[WRITTEN TASK 1] List every person's name that appears on a line by itself as a speaker label in the earnings call transcript.
[WRITTEN TASK 2] Write the next part of the earnings call transcript, picking up after its final line.

** Start PROVIDED TEXT **

Analyst · Stifel. Please go ahead

Okay. So maybe down a little bit in the fourth quarter because you've got seasonally lower volume. But there's nothing really underlying this that should concern us. It's just maybe a little bit of choppiness, but over time you're still seeing some opportunities to expand those further.

Dave Cherechinsky

Analyst · Stifel. Please go ahead

Yes, and I think the main drag for the fourth quarter is simply reduced revenue opportunities in the market so our competitors get a little more aggressive on pricing.

Nathan Jones

Analyst · Stifel. Please go ahead

A follow-up question here on process solutions. I think you said that that business was up 38% year-on-year. I know, Robert, when we were on the road, you were talking about potentially gaining some more traction down in the Permian and basins near that. Of that expansion, it's 38% there, can you kind of give us a little color on what is just market expansion versus you taking some of those businesses and expanding them to places that they haven't been before and the traction that you're gaining there on the turnkey tank battery solutions?

Robert Workman

Analyst · Stifel. Please go ahead

Yes. So just one little correction. I think I stated it was 34% year-over-year. Just not that it's that big of a deal. But so this business, process solutions, is really 2 of our big acquisitions, Odessa Pumps and Power Service. And they're currently running revenue right now at their 2014 peak at half the rig count. So clearly we're making traction on expanding the product and service offering from that business into other plays that they didn't participate in before. That's the only way you can achieve the same revenue at 1100 rigs that you were having at over 2000 rigs. And the good news is we're not anywhere near max-ing out our ability to continue to penetrate other markets. So that group just takes a little while to get everybody trained. You've got the combination of all the Odessa Pump service people, who understand rotating equipment, and you combine -- you get them trained and get them teamed up with the Power Service people and you start making some pretty good traction. We're pretty excited about where that's headed so far and where it's going to go in the future. We have gotten some orders from customers that typically DNOW as a company hasn't traded with in the past, which is really good news because there's pull-through available there for our other business units. And we have received several orders for complete turnkey tank batteries. So we're excited about what we've achieved so far, but we're even more excited about what it might look like on the other side of the year.

Nathan Jones

Analyst · Stifel. Please go ahead

Okay. I've just got one more. You guys have some pretty good visibility into certain of your large customers through the supply chain services business. Without talking specifically about any one customer, do you have any kind of indication of spending plans for 2019? Just any broad ranges of what you think spending might be up with some of those customers domestically? Any kind of color you can give us there on your current outlook to 2019?

Robert Workman

Analyst · Stifel. Please go ahead

Well, our customers that we're -- we have, with those 4 big operators, we're in their project teams, their engineering departments, their procurement departments. So you would think we could get some information that you wouldn't normally get from your regular, everyday customers in our branches, but they're really good at making sure we don't get insider information. So we really don't have much visibility into what the budgets are going to be for next year. As hard as we try to get some inkling of an idea, we have been unsuccessful in getting any kind of feedback. So no, I wish I could tell you something, but there's really nothing that I know on my end of the equation to share with you.

** End PROVIDED TEXT **
** Start GIVEN INFORMATION **

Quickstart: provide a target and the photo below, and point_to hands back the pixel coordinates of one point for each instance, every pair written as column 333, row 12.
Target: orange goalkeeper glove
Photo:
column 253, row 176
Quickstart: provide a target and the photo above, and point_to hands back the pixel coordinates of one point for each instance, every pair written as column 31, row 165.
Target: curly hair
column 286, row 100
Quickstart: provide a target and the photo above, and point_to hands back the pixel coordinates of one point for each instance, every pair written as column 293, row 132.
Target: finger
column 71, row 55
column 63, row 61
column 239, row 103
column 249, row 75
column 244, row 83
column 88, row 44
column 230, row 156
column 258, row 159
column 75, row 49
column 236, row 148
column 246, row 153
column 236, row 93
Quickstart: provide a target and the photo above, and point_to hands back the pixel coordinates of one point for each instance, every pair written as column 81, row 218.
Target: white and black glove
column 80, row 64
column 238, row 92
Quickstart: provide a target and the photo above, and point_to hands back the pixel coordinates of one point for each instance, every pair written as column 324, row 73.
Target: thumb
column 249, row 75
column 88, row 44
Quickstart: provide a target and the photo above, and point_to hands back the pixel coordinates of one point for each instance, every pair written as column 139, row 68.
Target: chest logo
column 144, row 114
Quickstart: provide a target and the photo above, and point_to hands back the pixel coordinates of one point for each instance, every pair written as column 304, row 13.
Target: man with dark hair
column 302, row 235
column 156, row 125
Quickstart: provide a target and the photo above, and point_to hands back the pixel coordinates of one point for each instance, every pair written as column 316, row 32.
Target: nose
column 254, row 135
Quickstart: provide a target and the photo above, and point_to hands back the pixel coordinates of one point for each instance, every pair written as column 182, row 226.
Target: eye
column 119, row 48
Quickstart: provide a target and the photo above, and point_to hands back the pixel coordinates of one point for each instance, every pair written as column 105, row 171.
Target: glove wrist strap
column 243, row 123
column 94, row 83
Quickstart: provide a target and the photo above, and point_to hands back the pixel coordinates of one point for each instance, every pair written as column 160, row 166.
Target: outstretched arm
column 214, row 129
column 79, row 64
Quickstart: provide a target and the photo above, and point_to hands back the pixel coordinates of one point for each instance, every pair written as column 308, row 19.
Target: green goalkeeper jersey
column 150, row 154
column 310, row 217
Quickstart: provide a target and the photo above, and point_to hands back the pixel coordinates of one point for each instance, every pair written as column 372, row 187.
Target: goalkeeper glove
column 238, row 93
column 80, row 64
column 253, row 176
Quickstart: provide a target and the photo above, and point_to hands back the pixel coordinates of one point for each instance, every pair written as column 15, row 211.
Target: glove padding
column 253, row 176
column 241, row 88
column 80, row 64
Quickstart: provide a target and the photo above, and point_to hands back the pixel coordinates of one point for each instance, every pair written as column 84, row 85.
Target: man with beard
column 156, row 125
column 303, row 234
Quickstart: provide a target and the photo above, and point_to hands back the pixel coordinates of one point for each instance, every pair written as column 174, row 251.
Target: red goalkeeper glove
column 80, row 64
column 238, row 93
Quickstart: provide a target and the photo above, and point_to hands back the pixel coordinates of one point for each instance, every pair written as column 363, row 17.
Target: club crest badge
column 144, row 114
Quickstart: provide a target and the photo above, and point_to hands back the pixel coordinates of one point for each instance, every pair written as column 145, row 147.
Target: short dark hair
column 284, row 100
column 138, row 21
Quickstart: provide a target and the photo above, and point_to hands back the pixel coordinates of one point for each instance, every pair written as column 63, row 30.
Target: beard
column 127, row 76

** End GIVEN INFORMATION **

[FINAL ANSWER 1]
Dave Cherechinsky
Nathan Jones
Robert Workman

[FINAL ANSWER 2]
Operator

Operator

Our next question is from David Manthey from Baird.

David Manthey

Analyst · Baird

So I was wondering about the DUCs. This obviously represents a future opportunity for you. But is there any reason that the 8,000 you see today couldn't become 10,000 or 20,000 over time? And the question is just; is this a cyclical thing or is it becoming structural? And if you could just help me understand. Is there anything technical or a reason why that couldn't go to that level?

Robert Workman

Analyst · Baird

Well, if you'd asked me a year or 2 ago, could we get to 8,000, my answer would have been no. So I would have gotten that one wrong. Really right now, most of the activity is in the Permian and they have -- customers have two choices; wait for the pipelines to be completed and pay X dollars per barrel to get the product to market or take it by train or truck and give away a lot of the spread that you would normally make through a pipeline. So they're basically just using their formations as storage until the pipelines arrive. So I literally am 100% convinced that customers aren't paying a drilling rig to drill a well and don't plan to produce that well. That is not happening. So these 8,100 or whatever the number is, I forget exactly, DUCs that are out there, they're going to get completed and then start producing whenever the issues resolve themselves and customers can find an economically feasible way to get that to the final destination.

David Manthey

Analyst · Baird

Okay, thank you. And as it relates to your current capabilities and ability to cross-sell solutions, coming out of the spin, acquisitions were a big part of the story here, which kind of dissipated with the downturn. And I'm wondering; at this point, do the lines between acquisition target health and price expectations, are those starting to intersect at a more attractive level today that make acquisitions more likely for you or no?

Robert Workman

Analyst · Baird

Actually, the downturn is when, for us, when we had the most success doing acquisitions. We did, it was shortly after we went public that the downturn showed up and we did I think 12 deals during that suppressed period. What we're finding recently up until last quarter or so that we just can't get aligned with the target company around what an appropriate value would be. However, our pipeline right now is as robust as it's ever been so I wouldn't count out in this kind of period of uncertainty we're going through with takeaway issues and oil now that is $65, the target companies won't get a little more reasonable on what they think the value is of their business.

Operator

Operator

Thank you. Our next question is from Steve Barger with KeyBanc. Please go ahead.

Ryan Mills

Analyst · KeyBanc. Please go ahead

Good morning guys. This is Ryan Mills on for Steve. Congrats on the quarter.

Robert Workman

Analyst · KeyBanc. Please go ahead

Thank you.

Ryan Mills

Analyst · KeyBanc. Please go ahead

Yes. Just wanted to start with tariffs. Can you give some detail around your COGS exposure to China and steps you're taking to manage the impacts as well as the tone from customers when you have conversations on pricing?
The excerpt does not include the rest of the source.